EXERCISE DATA |
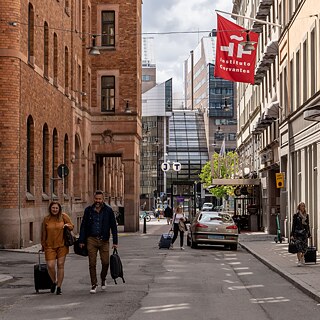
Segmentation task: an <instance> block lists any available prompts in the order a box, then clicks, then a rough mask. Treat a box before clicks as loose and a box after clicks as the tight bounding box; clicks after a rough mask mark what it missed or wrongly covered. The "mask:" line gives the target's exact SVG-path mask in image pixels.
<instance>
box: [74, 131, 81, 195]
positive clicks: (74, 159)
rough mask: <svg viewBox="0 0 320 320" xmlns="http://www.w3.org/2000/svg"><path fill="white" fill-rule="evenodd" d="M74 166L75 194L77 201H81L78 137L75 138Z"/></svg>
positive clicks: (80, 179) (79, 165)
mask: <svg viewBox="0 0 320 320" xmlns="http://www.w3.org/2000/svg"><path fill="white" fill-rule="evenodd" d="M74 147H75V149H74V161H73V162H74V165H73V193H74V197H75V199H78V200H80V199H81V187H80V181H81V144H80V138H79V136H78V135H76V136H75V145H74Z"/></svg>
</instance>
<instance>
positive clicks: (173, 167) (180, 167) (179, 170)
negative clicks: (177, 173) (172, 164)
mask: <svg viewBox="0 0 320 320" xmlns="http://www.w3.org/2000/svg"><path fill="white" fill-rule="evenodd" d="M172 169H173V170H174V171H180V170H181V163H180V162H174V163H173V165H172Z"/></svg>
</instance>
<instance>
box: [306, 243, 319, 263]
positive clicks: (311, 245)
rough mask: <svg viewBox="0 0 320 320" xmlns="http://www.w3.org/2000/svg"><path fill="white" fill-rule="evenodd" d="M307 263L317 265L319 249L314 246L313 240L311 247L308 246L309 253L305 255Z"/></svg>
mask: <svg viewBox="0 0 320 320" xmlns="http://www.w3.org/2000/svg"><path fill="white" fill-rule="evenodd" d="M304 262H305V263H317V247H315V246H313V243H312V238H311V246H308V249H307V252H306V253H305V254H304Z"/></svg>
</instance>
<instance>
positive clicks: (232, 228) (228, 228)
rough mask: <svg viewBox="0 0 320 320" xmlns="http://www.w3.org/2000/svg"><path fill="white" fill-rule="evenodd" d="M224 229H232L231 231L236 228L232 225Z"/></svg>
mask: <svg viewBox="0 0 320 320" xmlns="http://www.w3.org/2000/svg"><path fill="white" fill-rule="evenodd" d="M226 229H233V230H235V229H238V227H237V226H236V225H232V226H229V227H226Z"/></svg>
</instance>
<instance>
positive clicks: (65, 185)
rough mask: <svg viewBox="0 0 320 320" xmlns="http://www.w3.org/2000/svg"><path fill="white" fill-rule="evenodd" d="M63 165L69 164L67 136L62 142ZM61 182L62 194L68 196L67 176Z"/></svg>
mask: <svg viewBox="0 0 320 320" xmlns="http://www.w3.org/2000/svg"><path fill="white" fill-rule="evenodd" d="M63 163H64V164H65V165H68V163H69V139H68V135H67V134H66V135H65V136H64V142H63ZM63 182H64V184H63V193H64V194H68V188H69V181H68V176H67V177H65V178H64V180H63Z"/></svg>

--

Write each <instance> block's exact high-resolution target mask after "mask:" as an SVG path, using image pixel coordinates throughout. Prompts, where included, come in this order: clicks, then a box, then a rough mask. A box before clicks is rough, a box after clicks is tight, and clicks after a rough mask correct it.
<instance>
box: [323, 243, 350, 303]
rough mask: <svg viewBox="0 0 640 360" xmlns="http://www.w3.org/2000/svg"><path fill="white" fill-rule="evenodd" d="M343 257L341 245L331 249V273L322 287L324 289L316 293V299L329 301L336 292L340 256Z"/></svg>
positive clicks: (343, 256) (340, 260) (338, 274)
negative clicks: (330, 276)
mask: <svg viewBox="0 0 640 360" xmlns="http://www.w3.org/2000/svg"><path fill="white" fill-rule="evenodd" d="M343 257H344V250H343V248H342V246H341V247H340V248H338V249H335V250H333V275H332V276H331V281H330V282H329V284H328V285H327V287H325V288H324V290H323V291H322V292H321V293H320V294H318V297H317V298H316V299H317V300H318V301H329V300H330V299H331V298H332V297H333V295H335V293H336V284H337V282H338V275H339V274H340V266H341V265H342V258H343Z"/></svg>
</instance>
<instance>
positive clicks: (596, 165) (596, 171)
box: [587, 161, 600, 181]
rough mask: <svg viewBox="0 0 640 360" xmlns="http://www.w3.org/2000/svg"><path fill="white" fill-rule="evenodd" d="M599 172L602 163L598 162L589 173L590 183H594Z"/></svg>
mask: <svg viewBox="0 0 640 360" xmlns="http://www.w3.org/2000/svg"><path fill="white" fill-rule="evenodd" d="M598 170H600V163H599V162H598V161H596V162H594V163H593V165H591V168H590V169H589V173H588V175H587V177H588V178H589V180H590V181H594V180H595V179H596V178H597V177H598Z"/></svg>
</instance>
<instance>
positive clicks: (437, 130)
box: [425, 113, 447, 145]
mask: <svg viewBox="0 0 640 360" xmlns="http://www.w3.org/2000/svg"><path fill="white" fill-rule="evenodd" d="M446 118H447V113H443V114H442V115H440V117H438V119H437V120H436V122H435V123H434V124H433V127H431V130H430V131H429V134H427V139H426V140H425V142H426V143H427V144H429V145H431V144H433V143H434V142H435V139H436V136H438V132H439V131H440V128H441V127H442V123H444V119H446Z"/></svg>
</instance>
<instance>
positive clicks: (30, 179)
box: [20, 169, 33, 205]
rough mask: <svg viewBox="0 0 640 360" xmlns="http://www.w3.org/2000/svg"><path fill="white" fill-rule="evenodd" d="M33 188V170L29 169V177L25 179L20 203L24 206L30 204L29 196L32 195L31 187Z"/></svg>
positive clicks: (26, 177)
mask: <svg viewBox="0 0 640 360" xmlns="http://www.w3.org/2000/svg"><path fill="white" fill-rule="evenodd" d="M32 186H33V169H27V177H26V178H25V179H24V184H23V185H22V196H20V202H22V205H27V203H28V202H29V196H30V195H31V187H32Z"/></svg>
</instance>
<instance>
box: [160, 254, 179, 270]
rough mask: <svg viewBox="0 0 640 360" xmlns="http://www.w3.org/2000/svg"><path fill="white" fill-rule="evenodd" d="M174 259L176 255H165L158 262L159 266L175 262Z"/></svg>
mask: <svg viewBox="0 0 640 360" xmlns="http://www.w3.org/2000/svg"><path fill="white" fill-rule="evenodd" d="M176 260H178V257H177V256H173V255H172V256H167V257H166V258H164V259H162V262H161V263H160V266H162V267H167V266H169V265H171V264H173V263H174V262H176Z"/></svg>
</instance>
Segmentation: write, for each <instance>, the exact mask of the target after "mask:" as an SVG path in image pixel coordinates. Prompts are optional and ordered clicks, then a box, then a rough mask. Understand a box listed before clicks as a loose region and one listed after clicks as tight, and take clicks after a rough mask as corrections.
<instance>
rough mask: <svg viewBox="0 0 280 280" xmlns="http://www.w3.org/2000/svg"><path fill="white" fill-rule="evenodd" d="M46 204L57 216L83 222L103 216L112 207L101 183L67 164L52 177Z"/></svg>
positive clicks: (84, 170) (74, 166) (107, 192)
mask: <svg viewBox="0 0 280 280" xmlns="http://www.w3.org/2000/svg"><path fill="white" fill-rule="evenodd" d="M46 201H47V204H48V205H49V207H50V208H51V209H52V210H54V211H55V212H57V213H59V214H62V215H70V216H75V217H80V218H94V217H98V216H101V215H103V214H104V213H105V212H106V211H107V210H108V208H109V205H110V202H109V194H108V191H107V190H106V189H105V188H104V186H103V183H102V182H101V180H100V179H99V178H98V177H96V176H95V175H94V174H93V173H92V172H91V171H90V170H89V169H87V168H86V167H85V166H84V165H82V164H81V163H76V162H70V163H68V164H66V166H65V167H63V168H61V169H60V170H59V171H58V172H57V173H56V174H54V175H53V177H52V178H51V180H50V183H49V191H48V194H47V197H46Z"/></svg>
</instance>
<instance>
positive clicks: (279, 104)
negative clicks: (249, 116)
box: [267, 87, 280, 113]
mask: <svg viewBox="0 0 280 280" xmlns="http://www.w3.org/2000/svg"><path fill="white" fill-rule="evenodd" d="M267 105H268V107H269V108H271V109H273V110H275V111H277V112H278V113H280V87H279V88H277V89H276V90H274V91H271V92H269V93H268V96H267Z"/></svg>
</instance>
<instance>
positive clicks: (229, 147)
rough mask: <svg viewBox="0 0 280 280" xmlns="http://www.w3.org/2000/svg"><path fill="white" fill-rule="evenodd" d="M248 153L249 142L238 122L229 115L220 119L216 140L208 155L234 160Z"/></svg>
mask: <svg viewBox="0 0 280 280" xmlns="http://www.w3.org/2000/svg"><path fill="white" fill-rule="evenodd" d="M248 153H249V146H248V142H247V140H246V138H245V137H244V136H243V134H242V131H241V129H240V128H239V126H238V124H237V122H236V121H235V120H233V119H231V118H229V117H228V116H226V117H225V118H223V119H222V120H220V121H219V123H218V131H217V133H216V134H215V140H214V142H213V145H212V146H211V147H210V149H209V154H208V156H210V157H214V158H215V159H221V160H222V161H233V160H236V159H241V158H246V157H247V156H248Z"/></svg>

==

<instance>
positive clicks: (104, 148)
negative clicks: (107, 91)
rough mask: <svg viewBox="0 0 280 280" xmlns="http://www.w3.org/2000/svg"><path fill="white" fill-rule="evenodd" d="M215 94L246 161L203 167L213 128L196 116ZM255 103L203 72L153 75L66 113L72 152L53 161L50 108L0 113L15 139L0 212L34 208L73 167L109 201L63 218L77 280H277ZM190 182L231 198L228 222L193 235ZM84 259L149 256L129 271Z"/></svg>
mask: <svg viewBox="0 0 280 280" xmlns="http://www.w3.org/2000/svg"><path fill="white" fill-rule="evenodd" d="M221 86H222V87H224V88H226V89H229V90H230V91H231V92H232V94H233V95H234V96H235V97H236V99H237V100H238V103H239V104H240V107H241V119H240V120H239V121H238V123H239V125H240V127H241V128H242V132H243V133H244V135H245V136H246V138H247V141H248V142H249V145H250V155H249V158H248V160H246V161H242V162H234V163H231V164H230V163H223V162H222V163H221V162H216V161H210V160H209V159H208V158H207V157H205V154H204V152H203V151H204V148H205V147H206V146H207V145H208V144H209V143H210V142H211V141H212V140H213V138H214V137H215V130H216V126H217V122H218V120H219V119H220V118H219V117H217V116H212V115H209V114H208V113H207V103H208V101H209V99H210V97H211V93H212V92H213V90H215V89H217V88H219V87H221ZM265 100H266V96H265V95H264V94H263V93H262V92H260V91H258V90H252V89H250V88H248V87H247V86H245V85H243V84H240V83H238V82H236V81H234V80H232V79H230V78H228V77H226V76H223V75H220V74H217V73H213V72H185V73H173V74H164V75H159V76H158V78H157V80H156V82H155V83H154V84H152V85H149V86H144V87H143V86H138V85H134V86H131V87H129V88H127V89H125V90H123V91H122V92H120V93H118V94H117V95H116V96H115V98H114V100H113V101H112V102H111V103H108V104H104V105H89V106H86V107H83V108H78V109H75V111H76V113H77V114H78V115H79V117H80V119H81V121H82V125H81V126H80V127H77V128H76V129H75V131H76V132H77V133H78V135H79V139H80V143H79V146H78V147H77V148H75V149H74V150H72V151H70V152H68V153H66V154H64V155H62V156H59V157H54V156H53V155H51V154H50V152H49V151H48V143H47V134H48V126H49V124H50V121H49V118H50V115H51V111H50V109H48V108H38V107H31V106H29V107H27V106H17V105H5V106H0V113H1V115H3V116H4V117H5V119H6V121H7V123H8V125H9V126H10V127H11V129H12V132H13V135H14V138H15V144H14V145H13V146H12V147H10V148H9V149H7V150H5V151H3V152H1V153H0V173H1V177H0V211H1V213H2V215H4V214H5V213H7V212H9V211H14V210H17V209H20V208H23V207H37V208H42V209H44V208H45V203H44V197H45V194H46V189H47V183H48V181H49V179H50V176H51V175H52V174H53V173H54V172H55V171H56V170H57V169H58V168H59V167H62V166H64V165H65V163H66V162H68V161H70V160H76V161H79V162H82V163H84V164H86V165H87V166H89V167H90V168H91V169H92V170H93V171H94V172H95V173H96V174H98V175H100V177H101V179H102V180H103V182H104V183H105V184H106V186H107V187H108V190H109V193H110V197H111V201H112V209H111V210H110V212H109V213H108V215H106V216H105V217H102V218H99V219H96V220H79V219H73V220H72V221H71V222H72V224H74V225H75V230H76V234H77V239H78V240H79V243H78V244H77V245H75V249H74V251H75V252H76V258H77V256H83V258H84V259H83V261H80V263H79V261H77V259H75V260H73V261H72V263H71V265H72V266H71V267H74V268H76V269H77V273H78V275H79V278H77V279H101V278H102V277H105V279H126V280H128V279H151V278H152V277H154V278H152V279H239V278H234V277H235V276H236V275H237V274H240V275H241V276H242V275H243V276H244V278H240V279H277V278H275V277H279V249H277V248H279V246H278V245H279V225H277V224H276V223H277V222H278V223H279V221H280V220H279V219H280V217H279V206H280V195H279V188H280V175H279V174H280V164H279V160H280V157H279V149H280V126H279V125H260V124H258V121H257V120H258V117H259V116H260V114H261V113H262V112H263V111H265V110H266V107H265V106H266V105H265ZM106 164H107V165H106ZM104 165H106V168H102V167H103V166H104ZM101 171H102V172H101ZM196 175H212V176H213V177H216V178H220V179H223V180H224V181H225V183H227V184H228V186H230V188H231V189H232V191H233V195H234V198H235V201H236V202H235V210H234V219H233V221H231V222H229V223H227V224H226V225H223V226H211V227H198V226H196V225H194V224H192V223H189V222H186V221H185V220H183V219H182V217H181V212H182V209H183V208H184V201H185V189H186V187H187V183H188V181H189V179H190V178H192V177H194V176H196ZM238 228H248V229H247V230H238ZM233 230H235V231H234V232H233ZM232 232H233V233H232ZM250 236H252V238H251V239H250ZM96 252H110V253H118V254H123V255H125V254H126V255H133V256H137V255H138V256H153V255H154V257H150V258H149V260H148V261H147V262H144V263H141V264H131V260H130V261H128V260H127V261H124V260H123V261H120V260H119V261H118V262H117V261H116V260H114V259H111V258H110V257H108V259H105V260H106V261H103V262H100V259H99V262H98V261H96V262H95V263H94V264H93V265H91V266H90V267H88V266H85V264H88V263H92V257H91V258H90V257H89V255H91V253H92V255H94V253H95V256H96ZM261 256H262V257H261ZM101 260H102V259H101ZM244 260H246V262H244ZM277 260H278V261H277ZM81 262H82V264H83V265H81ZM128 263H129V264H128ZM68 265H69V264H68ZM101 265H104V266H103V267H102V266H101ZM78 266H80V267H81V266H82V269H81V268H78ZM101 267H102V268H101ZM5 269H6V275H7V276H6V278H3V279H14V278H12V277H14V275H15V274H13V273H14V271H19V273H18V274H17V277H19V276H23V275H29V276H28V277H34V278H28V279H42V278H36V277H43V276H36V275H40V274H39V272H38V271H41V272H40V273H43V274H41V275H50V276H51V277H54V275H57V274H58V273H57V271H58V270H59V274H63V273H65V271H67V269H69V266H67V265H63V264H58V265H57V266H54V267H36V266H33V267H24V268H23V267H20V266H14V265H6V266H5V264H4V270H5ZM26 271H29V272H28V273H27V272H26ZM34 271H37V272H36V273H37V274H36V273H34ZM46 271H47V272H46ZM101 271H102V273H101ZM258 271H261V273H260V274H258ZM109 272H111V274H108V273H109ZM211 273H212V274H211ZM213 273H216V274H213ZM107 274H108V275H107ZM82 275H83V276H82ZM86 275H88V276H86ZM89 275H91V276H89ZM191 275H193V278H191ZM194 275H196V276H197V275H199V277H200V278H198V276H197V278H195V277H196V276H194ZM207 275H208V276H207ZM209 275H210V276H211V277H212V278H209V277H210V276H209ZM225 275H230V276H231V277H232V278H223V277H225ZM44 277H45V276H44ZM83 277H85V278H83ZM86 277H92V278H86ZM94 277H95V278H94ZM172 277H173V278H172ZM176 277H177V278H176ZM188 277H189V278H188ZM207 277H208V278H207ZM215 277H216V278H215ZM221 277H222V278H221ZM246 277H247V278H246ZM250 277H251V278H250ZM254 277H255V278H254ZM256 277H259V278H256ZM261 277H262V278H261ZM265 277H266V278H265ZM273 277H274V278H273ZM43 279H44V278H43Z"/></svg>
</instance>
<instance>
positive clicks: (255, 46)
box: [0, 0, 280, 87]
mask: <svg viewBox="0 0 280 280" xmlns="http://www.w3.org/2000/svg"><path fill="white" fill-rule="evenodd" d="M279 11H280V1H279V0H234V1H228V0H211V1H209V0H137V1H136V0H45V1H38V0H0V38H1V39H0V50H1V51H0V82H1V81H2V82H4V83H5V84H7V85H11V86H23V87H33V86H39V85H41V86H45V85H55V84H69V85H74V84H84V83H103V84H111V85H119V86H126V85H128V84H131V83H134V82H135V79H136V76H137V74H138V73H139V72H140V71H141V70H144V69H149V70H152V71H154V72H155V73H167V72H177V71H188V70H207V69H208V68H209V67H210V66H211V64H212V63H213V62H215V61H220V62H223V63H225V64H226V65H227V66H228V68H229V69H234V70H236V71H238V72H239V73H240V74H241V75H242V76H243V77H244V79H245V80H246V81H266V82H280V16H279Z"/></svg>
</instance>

WORK INSTRUCTIONS |
How many lines in the records above contain the string "negative"? Give only the number.

COMPLETED EXERCISE |
4